- _Passage to read_
• Bond for EUR 90 million successfully redeemed
  • New EUR 60 million financing line completed
    Against the background of considerable challenges posed by COVID-19, FACC AG is strengthening its financing structure and liquidity. The company is thus preparing itself for the further implementation of the cost reduction program started in 2019.

    As planned, FACC AG redeemed the corporate bond (ISIN: AT0000A10J83) issued in 2013 for 90 million euros on 24 June 2020. In addition to existing syndicated credit lines, the basis for this was a promissory note loan for EUR 70 million issued in July 2019. Practically at the same time as the bond was repaid on time, negotiations were concluded on a new additional financing line with a volume of EUR 60 million as part of the COVID-19 assistance of the Austrian Kontrollbank (OeKB).

    FACC Chief Financial Officer Aleš Stárek commented: "Despite the expected revenue and earnings losses due to COVID-19 in the current and probably also in the coming year, we can thus secure the necessary liquidity for the undiminished continuation of our cost reduction program. The program, which is expected to generate total annual savings of up to EUR 50 million, is already beginning to take effect in some areas".

- _Data shown_
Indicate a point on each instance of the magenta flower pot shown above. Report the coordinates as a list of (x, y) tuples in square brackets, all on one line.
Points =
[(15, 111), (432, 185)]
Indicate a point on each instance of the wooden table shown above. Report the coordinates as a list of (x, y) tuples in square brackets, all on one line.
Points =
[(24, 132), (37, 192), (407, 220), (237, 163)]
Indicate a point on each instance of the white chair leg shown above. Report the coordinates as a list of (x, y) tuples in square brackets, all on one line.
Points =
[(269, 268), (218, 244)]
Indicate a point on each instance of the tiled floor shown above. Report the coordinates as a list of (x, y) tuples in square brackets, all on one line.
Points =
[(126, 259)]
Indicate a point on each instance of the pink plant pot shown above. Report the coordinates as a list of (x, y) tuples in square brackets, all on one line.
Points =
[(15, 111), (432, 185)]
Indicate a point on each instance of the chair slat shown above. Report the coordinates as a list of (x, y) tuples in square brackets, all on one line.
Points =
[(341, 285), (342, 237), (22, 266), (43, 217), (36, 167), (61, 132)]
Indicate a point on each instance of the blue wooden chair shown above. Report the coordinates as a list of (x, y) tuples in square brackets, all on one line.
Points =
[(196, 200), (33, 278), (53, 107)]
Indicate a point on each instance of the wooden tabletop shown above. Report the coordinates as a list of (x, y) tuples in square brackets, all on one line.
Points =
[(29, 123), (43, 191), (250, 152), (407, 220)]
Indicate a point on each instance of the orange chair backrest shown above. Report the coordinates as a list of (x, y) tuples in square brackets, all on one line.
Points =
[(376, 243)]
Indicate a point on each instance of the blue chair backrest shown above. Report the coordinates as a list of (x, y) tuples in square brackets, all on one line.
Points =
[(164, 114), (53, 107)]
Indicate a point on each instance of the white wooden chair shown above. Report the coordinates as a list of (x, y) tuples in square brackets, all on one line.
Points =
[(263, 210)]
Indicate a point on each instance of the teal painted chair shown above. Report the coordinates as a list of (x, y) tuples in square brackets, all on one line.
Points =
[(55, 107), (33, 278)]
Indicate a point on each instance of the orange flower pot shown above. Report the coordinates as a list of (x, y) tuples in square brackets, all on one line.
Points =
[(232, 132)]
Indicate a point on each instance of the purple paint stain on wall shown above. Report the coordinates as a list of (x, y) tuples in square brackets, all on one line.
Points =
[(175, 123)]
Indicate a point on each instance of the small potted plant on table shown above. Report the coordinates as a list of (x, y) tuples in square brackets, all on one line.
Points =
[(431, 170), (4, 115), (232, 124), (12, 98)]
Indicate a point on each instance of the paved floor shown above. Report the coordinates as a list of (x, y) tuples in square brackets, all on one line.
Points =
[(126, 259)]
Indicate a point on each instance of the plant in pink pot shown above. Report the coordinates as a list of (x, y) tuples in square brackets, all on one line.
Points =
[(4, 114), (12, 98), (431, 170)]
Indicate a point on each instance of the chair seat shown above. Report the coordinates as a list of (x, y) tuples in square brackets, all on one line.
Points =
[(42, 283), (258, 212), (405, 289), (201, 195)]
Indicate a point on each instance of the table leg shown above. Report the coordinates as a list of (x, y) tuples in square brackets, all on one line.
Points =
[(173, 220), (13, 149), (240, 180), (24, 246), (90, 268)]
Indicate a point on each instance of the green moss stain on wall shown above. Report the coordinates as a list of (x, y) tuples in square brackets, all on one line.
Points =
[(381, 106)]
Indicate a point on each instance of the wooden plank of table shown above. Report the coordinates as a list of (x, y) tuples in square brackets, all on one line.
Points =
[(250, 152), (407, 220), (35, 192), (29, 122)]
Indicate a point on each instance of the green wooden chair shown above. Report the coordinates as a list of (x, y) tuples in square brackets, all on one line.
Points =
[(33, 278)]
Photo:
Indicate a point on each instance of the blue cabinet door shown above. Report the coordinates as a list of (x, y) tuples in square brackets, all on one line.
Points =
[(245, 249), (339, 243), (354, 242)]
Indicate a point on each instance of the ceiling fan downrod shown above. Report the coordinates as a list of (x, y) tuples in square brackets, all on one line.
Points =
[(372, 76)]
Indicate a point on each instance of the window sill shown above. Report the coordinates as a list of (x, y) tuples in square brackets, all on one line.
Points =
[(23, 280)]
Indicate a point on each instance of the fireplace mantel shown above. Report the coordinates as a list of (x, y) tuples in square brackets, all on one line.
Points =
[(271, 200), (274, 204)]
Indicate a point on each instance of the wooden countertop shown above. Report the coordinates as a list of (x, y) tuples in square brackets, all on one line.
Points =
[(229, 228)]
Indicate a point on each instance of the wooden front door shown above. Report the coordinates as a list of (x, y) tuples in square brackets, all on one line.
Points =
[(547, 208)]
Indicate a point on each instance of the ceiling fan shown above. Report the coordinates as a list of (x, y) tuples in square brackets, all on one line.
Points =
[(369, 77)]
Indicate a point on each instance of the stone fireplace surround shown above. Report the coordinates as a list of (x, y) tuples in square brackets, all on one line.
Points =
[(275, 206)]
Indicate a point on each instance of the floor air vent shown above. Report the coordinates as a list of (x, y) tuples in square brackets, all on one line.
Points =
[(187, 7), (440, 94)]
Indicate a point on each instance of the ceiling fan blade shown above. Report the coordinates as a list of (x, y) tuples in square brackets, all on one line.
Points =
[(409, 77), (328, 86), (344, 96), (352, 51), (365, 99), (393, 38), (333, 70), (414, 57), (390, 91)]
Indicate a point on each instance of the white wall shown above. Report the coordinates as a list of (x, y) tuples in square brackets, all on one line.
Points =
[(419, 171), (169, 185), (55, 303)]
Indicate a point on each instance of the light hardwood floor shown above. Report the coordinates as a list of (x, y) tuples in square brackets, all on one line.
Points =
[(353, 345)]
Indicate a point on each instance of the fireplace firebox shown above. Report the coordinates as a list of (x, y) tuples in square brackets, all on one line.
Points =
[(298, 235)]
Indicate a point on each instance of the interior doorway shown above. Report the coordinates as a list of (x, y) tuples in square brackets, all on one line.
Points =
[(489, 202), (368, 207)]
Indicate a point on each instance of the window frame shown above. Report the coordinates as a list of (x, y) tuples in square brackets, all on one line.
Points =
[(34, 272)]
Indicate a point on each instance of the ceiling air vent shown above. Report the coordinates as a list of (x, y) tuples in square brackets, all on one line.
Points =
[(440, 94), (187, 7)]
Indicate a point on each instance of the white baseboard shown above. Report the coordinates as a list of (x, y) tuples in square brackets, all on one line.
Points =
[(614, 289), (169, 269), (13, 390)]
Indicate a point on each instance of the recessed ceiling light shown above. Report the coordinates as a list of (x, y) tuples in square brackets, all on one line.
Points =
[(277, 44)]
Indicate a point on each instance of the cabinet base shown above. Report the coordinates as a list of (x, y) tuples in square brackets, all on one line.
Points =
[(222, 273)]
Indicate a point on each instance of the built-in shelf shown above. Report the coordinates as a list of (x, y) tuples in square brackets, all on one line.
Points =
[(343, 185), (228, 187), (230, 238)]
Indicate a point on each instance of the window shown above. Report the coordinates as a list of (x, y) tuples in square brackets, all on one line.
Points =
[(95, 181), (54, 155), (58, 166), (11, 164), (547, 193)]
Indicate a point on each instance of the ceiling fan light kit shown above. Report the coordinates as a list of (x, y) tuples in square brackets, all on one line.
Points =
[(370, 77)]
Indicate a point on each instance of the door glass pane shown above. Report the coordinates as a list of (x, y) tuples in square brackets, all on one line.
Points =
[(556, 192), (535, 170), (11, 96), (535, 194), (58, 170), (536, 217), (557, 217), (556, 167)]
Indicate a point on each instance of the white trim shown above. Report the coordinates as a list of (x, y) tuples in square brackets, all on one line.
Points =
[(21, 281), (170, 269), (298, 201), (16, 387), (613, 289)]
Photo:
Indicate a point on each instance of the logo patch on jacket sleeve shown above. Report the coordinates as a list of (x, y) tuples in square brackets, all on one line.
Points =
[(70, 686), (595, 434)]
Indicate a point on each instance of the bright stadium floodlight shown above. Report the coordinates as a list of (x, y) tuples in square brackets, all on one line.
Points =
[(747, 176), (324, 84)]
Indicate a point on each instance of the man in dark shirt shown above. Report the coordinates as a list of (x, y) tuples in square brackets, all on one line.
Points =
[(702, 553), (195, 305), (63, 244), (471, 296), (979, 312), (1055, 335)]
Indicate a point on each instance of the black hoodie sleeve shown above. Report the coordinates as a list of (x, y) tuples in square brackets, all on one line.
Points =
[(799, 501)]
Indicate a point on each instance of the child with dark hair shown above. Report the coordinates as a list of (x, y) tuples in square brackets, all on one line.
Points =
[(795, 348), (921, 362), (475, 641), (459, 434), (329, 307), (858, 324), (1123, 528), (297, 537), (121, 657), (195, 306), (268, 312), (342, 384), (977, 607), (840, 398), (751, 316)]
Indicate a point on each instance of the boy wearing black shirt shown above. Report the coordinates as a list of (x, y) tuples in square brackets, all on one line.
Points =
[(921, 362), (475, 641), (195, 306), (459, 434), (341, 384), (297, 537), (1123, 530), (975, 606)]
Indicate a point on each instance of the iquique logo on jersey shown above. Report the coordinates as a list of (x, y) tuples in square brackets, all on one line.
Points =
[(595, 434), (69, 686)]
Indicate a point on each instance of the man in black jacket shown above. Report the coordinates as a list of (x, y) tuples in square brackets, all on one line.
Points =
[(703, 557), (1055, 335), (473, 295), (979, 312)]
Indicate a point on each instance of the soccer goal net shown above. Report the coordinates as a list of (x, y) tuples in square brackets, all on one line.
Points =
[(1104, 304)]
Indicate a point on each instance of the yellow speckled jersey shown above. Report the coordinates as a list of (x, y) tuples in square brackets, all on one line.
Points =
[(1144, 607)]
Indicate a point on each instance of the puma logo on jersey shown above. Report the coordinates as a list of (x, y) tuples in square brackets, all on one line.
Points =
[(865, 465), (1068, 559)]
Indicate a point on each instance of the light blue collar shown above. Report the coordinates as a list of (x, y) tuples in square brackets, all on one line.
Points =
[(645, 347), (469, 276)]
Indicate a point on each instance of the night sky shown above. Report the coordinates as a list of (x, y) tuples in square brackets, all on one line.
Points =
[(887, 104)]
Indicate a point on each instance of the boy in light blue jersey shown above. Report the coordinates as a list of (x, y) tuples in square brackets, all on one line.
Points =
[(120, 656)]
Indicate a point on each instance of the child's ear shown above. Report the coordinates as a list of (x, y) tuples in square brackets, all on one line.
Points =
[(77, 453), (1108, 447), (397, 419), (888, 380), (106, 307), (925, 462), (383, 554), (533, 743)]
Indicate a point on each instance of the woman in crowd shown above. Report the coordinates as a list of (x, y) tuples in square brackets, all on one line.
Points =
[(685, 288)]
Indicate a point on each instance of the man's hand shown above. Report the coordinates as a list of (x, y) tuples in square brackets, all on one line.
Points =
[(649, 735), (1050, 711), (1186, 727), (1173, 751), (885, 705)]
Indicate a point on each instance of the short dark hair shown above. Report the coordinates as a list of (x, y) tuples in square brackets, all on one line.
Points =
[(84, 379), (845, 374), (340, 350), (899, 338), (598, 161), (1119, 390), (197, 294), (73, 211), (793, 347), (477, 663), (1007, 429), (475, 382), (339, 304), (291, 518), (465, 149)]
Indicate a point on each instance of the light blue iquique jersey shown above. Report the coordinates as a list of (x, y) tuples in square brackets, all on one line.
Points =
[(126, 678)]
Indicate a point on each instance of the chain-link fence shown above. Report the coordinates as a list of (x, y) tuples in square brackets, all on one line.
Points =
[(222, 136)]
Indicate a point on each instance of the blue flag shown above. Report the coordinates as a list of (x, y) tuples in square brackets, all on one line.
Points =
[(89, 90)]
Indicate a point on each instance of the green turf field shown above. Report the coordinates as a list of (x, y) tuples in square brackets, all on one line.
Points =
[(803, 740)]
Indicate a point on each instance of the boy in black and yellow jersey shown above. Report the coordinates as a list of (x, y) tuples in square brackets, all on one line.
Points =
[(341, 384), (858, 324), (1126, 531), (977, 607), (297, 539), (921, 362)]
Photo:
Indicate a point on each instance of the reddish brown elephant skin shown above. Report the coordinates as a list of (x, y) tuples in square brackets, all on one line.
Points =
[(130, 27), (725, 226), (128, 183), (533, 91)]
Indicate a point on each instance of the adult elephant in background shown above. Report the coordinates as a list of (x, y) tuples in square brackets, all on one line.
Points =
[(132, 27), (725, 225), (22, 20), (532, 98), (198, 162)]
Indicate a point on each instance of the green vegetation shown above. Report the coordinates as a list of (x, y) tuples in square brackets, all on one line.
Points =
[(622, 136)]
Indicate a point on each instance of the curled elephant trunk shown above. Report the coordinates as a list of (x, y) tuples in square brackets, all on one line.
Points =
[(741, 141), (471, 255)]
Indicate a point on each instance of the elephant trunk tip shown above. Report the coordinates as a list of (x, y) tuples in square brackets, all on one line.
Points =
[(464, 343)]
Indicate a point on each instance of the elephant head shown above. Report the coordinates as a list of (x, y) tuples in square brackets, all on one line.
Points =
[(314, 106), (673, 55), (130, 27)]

- _Parts of the exercise_
1. Using the FACC financing text, decide whether each statement agrees with it, and answer yes or no with the deciding words quoted exactly: (a) The corporate bond redeemed in June 2020 had been issued in 2013. (b) The promissory note loan issued in July 2019 was for EUR 60 million. (c) The cost reduction program is expected to save up to EUR 50 million a year.
2. Proceed with the FACC financing text, starting after its last sentence.
The rows have nothing to do with what is asked here.

- _Answers for this exercise_
1.
(a) Yes: "the corporate bond (ISIN: AT0000A10J83) issued in 2013"
(b) No: "a promissory note loan for EUR 70 million issued in July 2019"
(c) Yes: "expected to generate total annual savings of up to EUR 50 million"

2.
    In order to prepare itself even better for the serious effects of the pandemic on the aviation and aerospace industry, FACC recently defined an additional "corona savings program" of EUR 15 million, which is also already being implemented. In addition, FACC is planning talks with the core banks in fall about the temporary adjustment of the current syndicated financing to the changed conditions caused by COVID-19. Aleš Stárek: "With all these measures to strengthen our liquidity, we are also improving our starting position to overcome the Corona crisis. A further positive factor in this regard is our solid equity ratio, which we would like to maintain by waiving the dividend payment for the 2019 financial year".